== What you have to do ==
Reproduce the LakeLogic validation API documentation word for word from "Quick Start" to "validate_contract(source)".

== Supplied passage ==
Schema Validation API
LakeLogic ships a public validation and schema-export API designed for editor integration, CI pipelines, and developer tooling. It validates contracts, system registries, and domain configs without executing a pipeline.
Quick Start
from lakelogic import validate_contract, contract_schema, contract_schema_json
# ── Validate a contract ──────────────────────────────────────
result = validate_contract("contracts/bronze_orders_v1.0.yaml")
if result.valid:
print("✅ Contract is valid")
else:
for err in result.error_only:
print(f" [{err.field}] {err.message}")
# ── Get JSON Schema for UI forms ─────────────────────────────
schema = contract_schema() # Python dict
schema_json = contract_schema_json() # JSON string for REST API
validate_contract(source)
Validates a LakeLogic contract, system registry, or domain config. Accepts multiple input formats.
Parameters
| Parameter | Type | Description |
|---|---|---|
source |
dict \| str \| Path |
A parsed dict, YAML/JSON string, or file path ending in .yaml/.yml/.json |
Returns
A ValidationResult object:
| Attribute | Type | Description |
|---|---|---|
.valid |
bool |
True when there are no error-severity issues (warnings are allowed) |
.errors |
list[ValidationError] |
All errors and warnings |
.warnings |
list[ValidationError] |
Convenience view — warning-severity items only |
.error_only |
list[ValidationError] |
Convenience view — error-severity items only |
.contract |
dict \| None |
The parsed contract dict (None if parsing failed) |
Each ValidationError has:
| Field | Type | Description |
|---|---|---|
.field |
str |
Dot-path to the issue (e.g. server.schema_policy.evolution) |
.message |
str |
Human-readable error message |
.severity |
str |
"error" or "warning" |
Input Formats
What Gets Validated
The validator checks different properties depending on the document type. LakeLogic auto-detects whether you are validating an individual contract or a system/domain configs based on the server: block structure.

[Source data]

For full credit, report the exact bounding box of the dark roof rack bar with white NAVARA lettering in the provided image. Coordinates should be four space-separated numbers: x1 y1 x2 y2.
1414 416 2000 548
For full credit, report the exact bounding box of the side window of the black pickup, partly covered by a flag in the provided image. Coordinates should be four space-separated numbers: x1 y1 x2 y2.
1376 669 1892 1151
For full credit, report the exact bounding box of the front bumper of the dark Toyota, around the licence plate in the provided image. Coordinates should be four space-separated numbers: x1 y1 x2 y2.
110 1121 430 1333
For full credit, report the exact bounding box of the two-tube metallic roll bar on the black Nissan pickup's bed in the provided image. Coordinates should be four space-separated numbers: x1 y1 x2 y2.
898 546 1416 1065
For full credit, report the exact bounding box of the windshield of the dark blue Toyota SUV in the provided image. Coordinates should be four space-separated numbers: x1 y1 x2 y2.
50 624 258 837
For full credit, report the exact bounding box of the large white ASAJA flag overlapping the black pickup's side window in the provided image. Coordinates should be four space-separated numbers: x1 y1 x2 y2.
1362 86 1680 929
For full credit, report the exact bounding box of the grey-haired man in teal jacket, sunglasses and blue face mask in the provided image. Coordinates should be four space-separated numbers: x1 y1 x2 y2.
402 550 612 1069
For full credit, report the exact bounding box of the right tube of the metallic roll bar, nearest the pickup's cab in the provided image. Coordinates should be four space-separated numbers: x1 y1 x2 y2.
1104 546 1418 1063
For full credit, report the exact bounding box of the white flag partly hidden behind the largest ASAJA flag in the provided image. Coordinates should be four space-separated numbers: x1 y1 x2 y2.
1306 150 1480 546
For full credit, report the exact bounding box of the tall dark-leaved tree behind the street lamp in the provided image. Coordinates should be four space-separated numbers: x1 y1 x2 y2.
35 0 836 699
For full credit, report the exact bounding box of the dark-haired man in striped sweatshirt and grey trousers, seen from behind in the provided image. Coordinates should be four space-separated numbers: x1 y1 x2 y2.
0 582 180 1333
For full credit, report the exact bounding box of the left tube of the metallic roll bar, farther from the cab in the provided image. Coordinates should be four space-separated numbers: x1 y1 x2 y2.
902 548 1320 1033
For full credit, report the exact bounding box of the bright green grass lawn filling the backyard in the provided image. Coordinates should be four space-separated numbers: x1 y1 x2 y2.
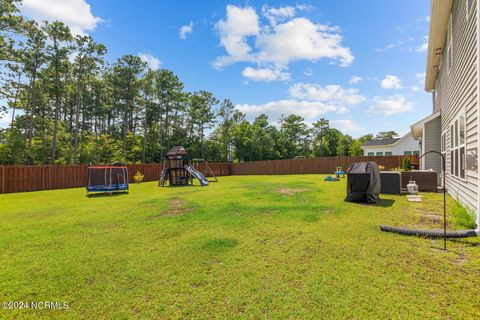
0 175 480 319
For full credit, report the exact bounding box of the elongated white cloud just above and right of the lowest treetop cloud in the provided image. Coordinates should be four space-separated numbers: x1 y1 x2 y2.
289 83 366 107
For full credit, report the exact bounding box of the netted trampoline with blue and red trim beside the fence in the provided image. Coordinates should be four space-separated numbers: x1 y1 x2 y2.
87 165 128 196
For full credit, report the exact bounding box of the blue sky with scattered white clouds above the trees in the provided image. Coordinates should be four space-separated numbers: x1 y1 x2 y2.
0 0 432 137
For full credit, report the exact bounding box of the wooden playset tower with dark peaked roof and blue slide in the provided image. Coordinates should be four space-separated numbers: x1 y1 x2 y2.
158 146 208 187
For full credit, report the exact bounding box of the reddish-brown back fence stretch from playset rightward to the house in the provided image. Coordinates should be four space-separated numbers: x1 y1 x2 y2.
231 156 418 175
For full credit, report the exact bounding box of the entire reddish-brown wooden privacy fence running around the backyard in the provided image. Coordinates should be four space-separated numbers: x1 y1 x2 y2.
0 156 418 193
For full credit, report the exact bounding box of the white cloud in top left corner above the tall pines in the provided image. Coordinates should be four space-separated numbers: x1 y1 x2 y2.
20 0 103 34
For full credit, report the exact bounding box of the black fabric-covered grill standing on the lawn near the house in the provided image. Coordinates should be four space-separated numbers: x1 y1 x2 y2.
345 162 381 204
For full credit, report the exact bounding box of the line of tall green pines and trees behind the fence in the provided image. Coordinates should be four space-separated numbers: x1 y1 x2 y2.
0 0 397 164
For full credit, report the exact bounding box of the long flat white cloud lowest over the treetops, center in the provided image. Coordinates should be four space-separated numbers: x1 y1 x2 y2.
236 100 342 121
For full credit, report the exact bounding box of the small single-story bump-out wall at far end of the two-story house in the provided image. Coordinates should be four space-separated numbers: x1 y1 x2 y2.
421 117 442 173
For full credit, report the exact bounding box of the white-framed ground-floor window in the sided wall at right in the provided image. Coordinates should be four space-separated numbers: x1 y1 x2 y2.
450 115 465 179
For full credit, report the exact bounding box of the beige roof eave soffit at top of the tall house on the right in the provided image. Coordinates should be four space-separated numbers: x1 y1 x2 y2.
425 0 453 91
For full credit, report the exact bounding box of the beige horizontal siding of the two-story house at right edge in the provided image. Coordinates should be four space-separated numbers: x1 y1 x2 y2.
435 0 478 212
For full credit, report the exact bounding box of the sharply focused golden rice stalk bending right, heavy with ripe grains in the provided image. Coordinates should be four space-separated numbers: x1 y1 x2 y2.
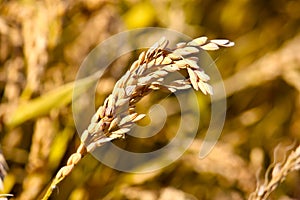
43 37 234 200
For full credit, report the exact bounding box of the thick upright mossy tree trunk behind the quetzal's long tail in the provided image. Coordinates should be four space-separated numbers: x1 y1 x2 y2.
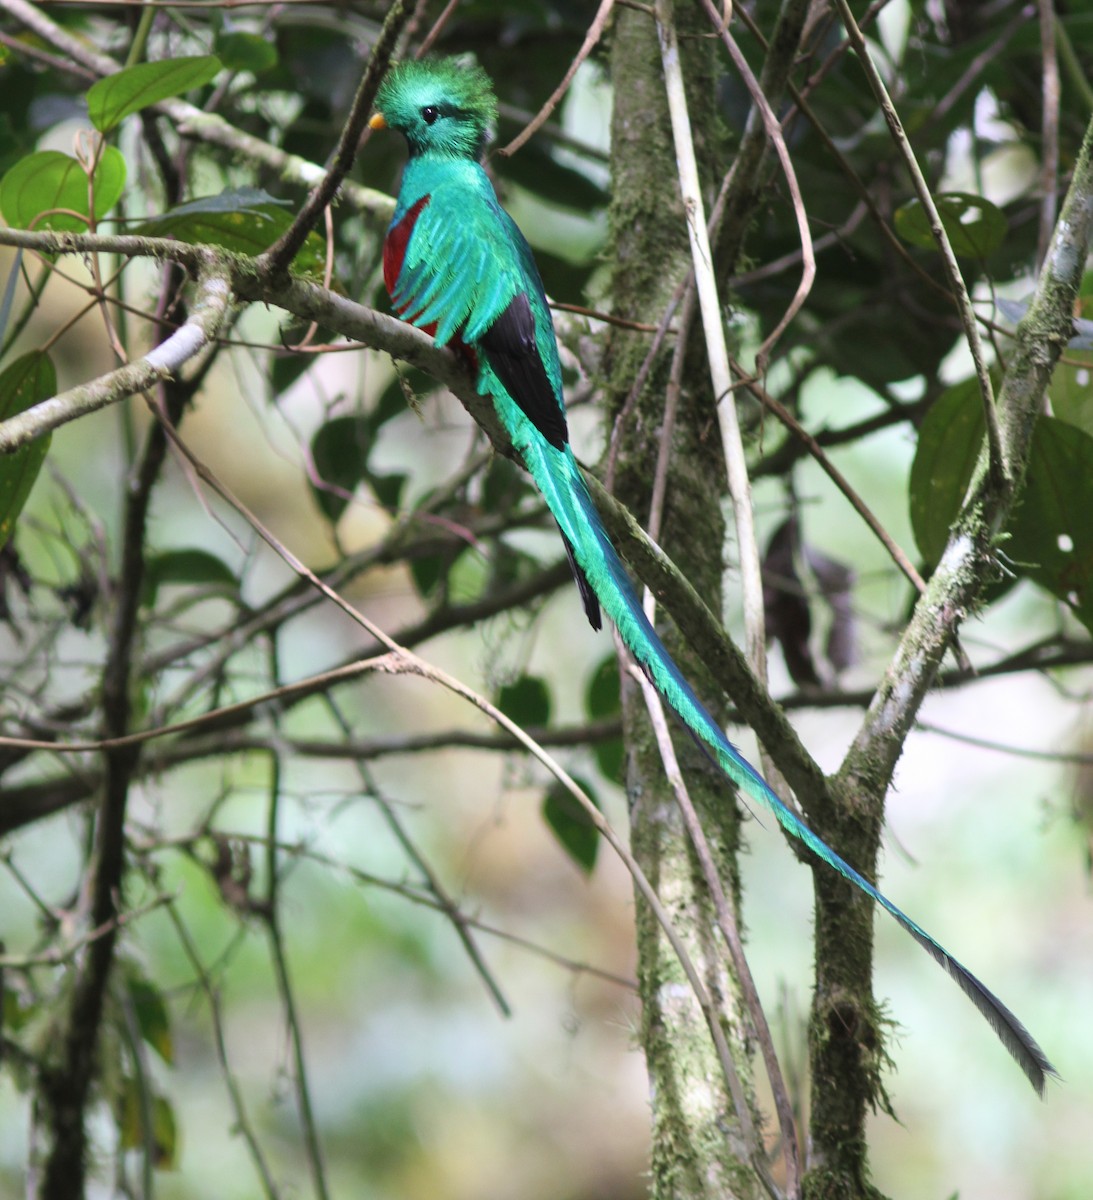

== Solution to this exercise ==
Quick Start
from lakelogic import validate_contract, contract_schema, contract_schema_json
# ── Validate a contract ──────────────────────────────────────
result = validate_contract("contracts/bronze_orders_v1.0.yaml")
if result.valid:
print("✅ Contract is valid")
else:
for err in result.error_only:
print(f" [{err.field}] {err.message}")
# ── Get JSON Schema for UI forms ─────────────────────────────
schema = contract_schema() # Python dict
schema_json = contract_schema_json() # JSON string for REST API
validate_contract(source)